> **SHORT TASK A**
Copy out the portion of the listing that begins with the line containing "Could you please locate the jacket" and runs through the end of the listing, both ends included.

The United Nations Convention on the Rights of the Child is the most widely ratified convention in history. The Convention sets out the rights of children, aged zero to 18 years, and the responsibilities of governments to ensure those rights. Child rights are based on what a child needs to survive, grow, participate and meet their potential. They apply equally to every child, regardless of ethnicity, gender or religion.

The Convention includes the responsibilities of parents, governments and children themselves to ensure the rights of children are met.

Every child has the right to:

Article 1

Be recognised

A child is recognised as a person under the age of 18, unless national laws recognise an earlier age of majority.

Article 2

Non-discrimination

All rights apply to all children without exception. It is the State’s obligation to protect children from any form of
discrimination and to take positive action to promote their rights.

Article 3

Adequate care

All actions concerning the child shall take full account of his or her best interests. The
State shall provide the child with adequate care when parents, or others charged
with parental responsibility, fail to do so.

Article 4

Implementation of these rights

The State must do all it can to implement the rights contained in the Convention.

Article 5

Parental guidance

The State must respect the rights and responsibilities
of parents and the extended family to provide guidance for the child that is appropriate to her or his evolving capacities.

Article 6

Life

Every child has the inherent right to life, and the State has an obligation to ensure the child’s survival and development.

Article 7

A name and nationality

The child has the right to a name at birth. The child also has the right to acquire a nationality and, as far as possible, to know his or her parents and be cared for by them.

Article 8

Identity protection

The State has an obligation to protect and, if necessary, re-establish basic aspects of
the child’s identity. This includes name, nationality and family ties.

Article 9

Live with their parents

The child has a right to live with his or her parents unless this is deemed incompatible with the child’s best interests. The child also has the right to maintain contact with both parents if separated from one or both.

> **LISTED RECORDS**
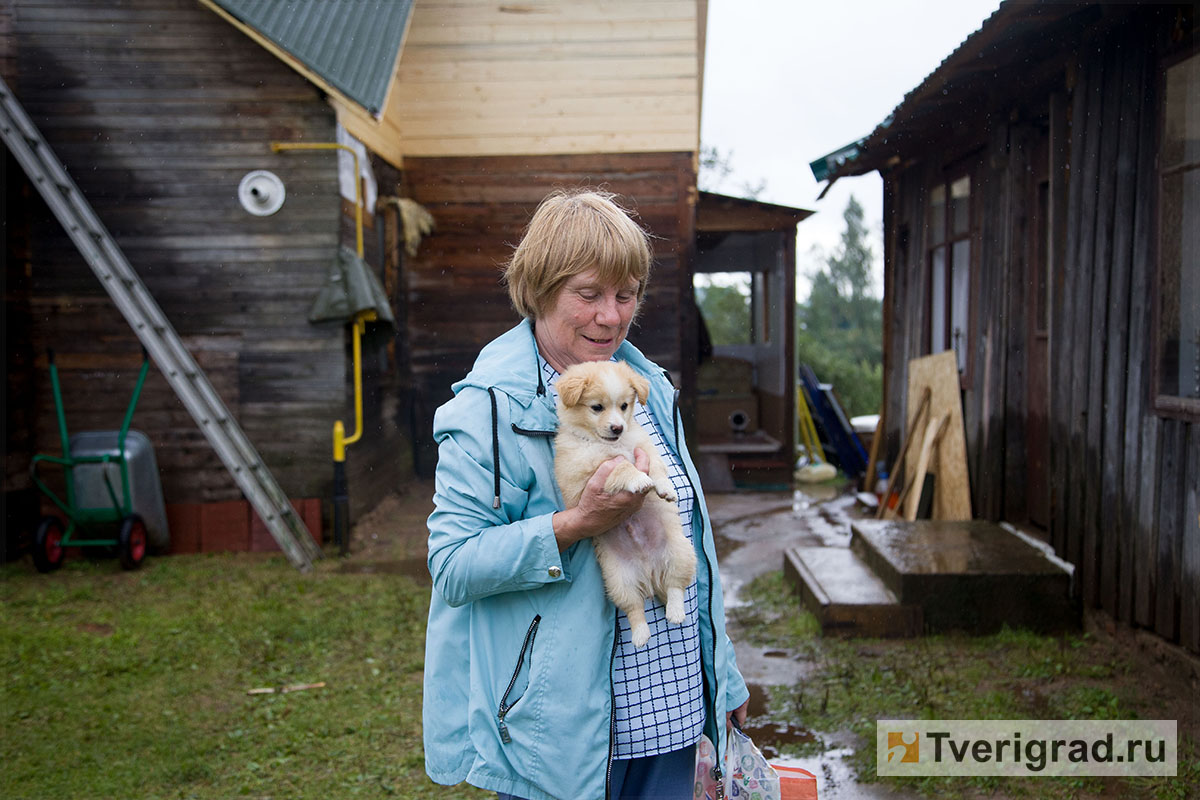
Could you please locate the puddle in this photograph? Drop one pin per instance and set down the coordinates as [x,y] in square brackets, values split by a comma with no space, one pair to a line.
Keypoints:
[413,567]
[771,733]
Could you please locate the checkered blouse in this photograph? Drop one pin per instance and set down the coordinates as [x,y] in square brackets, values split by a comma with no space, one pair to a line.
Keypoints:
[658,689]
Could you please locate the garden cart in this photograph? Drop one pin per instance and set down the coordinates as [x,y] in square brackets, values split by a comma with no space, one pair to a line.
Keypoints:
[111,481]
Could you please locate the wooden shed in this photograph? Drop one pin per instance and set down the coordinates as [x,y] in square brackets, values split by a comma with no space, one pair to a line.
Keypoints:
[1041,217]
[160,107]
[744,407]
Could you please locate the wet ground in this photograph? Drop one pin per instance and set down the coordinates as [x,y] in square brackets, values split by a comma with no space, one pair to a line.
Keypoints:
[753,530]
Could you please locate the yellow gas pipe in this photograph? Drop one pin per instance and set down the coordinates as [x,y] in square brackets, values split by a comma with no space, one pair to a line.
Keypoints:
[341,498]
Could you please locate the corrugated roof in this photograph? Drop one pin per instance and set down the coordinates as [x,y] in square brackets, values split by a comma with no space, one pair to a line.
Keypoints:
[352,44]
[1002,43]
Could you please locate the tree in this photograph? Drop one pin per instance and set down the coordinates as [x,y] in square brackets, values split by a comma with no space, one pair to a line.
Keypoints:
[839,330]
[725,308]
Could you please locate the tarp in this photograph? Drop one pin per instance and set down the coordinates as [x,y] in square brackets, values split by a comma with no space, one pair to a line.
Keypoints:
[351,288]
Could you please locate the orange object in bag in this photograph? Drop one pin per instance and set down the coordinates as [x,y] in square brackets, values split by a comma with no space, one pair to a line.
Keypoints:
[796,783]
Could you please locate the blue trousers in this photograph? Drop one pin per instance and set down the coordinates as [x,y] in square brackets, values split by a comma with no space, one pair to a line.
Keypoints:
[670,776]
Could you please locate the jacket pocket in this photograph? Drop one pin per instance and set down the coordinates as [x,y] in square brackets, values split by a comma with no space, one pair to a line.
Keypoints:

> **SHORT TASK B**
Using the excerpt on the Convention on the Rights of the Child, decide whether each statement agrees with the text. Answer yes or no for each, and quote the deciding words exactly. (i) The Convention covers children up to the age of 18. (ii) Under Article 7, the child has the right to a name at birth. (iii) Under Article 9, a child must live with his or her parents in every circumstance.

> **COMPLETE OUTPUT A**
Could you please locate the jacket pocket in this photograph? Drop one pin per instance and set down the coordinates as [x,y] in square brackets, values split by a comma with no space, one pair to a line.
Keypoints:

> **COMPLETE OUTPUT B**
(i) Yes: "aged zero to 18 years"
(ii) Yes: "The child has the right to a name at birth."
(iii) No: "unless this is deemed incompatible with the child’s best interests"